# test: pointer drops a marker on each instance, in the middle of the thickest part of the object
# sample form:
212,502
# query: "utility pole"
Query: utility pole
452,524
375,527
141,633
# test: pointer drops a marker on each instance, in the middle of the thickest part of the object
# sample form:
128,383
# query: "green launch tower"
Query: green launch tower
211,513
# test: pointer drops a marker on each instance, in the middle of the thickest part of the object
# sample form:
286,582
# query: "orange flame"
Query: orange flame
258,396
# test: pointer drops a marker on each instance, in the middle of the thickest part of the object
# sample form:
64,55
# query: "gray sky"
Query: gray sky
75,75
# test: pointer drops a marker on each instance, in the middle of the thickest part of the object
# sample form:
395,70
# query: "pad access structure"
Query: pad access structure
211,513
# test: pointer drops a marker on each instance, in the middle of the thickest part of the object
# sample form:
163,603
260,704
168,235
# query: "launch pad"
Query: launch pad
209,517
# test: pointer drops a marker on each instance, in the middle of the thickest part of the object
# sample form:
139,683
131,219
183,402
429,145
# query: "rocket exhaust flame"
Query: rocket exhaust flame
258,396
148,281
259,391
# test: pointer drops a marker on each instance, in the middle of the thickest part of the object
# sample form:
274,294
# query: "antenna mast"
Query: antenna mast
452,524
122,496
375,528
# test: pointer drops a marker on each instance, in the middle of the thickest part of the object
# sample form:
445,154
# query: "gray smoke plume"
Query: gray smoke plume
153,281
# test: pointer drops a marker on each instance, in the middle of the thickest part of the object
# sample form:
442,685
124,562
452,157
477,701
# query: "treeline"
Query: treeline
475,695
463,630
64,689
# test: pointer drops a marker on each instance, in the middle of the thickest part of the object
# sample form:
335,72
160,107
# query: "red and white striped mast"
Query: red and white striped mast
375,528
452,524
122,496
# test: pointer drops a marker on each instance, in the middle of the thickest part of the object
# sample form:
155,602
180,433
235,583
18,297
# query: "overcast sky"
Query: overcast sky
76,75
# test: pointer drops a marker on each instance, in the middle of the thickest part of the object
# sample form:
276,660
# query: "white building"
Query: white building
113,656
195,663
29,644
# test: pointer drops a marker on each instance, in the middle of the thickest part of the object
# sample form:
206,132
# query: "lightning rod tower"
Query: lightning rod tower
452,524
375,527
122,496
· · ·
Please pick out every line in the entries above that contains the string "access", treating uppercase and lowercase as different.

# query: "pad access structure"
Query: pad access structure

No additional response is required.